- [INSTRUCTIONS TO FOLLOW]: Copy out the full data exactly as given; pictures should not be included.

- [EXTRACTED DATA]:
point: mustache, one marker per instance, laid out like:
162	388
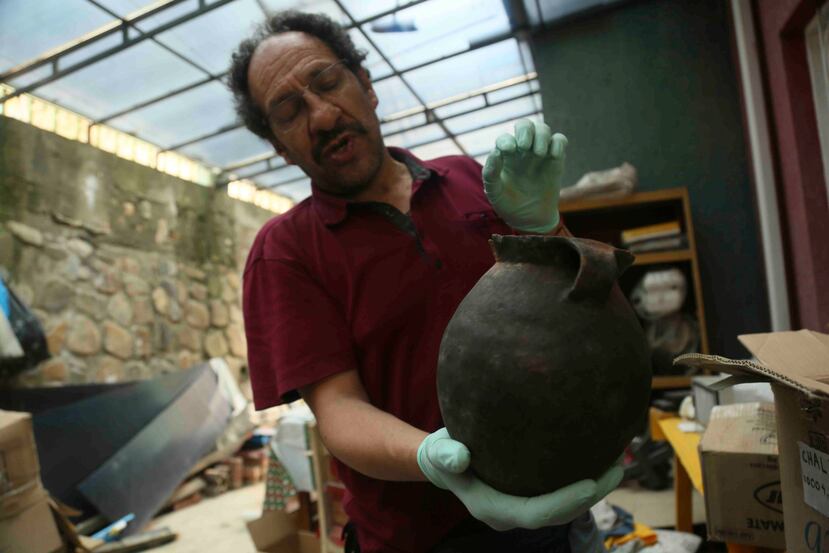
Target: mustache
325	138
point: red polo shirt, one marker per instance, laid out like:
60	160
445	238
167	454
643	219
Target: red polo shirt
332	286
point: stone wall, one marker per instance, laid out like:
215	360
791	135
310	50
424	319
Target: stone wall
132	272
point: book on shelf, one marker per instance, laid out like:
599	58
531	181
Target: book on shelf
660	244
651	232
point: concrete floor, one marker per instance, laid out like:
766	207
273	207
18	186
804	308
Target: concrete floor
217	525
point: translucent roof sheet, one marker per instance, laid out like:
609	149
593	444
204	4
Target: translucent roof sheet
210	39
298	191
120	81
450	29
521	107
282	175
228	147
182	117
440	54
30	28
469	71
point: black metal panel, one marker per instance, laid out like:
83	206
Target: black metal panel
143	474
37	400
75	439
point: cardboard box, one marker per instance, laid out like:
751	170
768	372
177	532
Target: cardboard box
18	452
27	524
276	532
706	396
741	477
32	530
797	365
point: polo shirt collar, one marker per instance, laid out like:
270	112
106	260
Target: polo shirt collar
333	210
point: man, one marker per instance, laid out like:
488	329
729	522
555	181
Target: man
347	295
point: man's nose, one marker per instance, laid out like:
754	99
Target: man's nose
322	114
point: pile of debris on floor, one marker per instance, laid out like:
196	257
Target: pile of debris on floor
85	468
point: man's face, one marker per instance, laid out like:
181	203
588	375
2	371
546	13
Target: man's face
335	136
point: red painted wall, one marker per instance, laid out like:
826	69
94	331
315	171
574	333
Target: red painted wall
801	181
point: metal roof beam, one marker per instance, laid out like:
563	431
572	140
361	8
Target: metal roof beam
53	55
177	54
394	117
415	145
413	111
222	75
408	85
127	43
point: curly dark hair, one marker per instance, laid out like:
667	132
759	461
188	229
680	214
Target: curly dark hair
315	24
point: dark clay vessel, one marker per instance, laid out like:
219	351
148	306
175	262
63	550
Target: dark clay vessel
544	371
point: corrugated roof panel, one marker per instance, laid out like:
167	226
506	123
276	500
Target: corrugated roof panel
30	28
471	71
442	28
120	81
182	117
228	147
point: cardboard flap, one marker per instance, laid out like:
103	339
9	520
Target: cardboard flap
800	358
748	370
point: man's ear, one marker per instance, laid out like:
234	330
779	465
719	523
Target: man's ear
280	150
365	80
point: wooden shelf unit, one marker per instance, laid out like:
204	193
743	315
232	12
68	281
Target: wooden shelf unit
604	219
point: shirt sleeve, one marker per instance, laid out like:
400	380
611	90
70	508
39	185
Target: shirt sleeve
296	334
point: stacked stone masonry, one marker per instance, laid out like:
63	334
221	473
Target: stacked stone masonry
131	272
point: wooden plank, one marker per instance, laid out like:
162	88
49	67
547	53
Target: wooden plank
139	542
654	416
636	198
669	256
682	490
686	448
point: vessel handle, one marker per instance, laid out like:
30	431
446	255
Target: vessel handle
600	267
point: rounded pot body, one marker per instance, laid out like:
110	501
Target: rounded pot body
544	372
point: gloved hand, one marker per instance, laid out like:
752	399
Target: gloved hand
444	462
522	177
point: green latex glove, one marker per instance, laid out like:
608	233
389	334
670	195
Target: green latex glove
522	177
444	462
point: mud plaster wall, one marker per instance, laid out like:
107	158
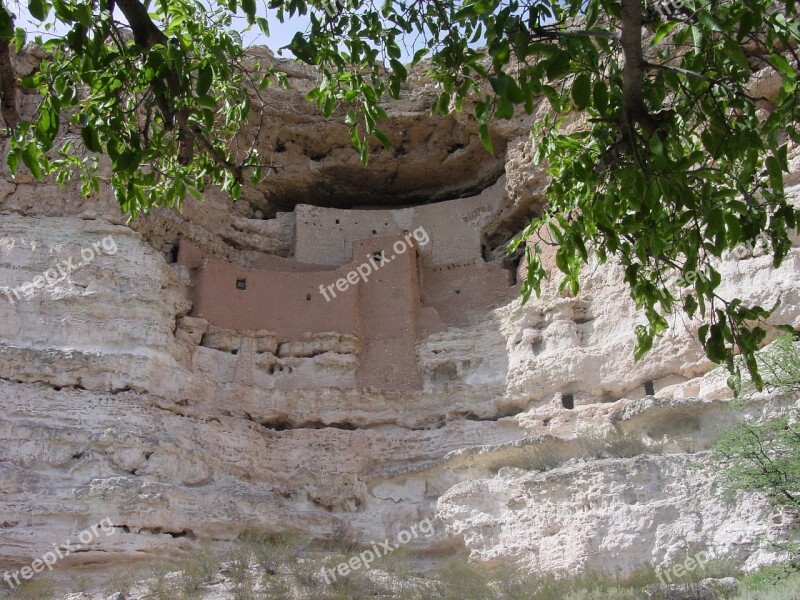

- [TASK RESPONSE]:
point: mustache, one marker per instance, laid out like:
162	388
Target: mustache
325	138
point: red polo shirt, one marker per instance, laid out like:
60	160
445	238
167	454
643	219
Target: red polo shirt
332	286
point: stone wall, one marker per instance, laid out like:
215	360
791	135
310	50
424	319
Target: stone wall
132	272
point: book on shelf, one marker per instance, laid out like:
599	58
531	181
Target: book on shelf
660	244
651	232
point: concrete floor, one marker per instance, laid out like:
766	207
273	207
18	186
804	308
Target: concrete floor
217	525
point: translucent roof sheet, one marker per instance, laid out like:
609	149
593	444
204	4
Target: translucent roof sheet
210	39
298	191
120	81
450	29
521	107
282	175
228	147
182	117
440	54
30	28
469	71
point: black metal panel, one marker per instance, laid out like:
83	206
Target: black metal panel
143	474
37	400
75	439
point: cardboard box, one marker per instance, laid out like:
751	170
768	372
177	532
Target: cardboard box
18	452
27	524
276	532
706	396
741	477
32	530
797	365
point: polo shirt collar, one marker per instance, laid out like:
270	112
106	260
Target: polo shirt collar
333	210
point: man, one marker per instance, laid out like:
488	329
729	522
555	181
Target: man
347	295
point: man's nose, one marker per instance, laid out like:
754	99
Target: man's nose
322	114
point: pile of debris on floor, one marker per instance, laid out like:
196	257
Target: pile of debris on floor
85	468
point: man's face, one marker per instance, laid out like:
181	203
588	375
2	371
546	13
Target: man's face
335	136
point: red painted wall, one marker per instance, laid out like:
826	69
94	331
315	171
574	333
Target: red painted wall
801	181
point: metal roof beam, one marker per instance, laid out like:
563	431
572	140
361	8
Target: metal roof beam
53	55
177	54
394	117
415	145
413	111
222	75
408	85
127	43
point: curly dark hair, one marker per instance, laid out like:
667	132
759	461
188	229
680	214
Target: curly dark hair
315	24
point: dark clay vessel, one marker per instance, laid out like:
219	351
148	306
175	262
63	550
Target: dark clay vessel
544	371
point: corrugated roof panel, one marker per instance, laid out like:
167	226
506	123
276	500
Target: corrugated roof panel
30	28
471	71
442	28
120	81
182	117
228	147
point: cardboard flap, one marker per instance, laid out like:
103	339
9	520
Target: cardboard flap
800	358
748	370
point: man's ear, one marker per instance, laid out like:
234	330
779	465
719	523
Target: man's ear
280	150
365	80
point: wooden shelf unit, one marker per instance, laid out like:
204	193
743	315
232	12
68	281
Target: wooden shelf unit
604	219
point: shirt sleeve, one marker per instance, laid out like:
400	380
611	90
70	508
39	185
Target: shirt sleeve
296	334
point: stacked stone masonry, one marker per instance, laid out like:
63	334
221	473
Target: stacked stone masonry
131	272
point: wooden plank, one marker per instance, laid out like:
162	88
49	67
547	53
Target: wooden plank
139	542
654	416
636	198
669	256
682	490
686	448
point: vessel handle, one marker per instance, laid out like:
30	431
446	255
Target: vessel handle
600	267
point: rounded pot body, one marker per instance, laid out like:
110	501
Target: rounded pot body
544	372
point: gloved hand, one marker per instance, laid out like:
752	399
Target: gloved hand
444	462
522	177
point: green latex glove, one marker per instance, laid out like:
608	233
389	334
670	195
Target: green latex glove
522	177
444	462
point: mud plaster wall, one marker per instance, laid out like:
107	158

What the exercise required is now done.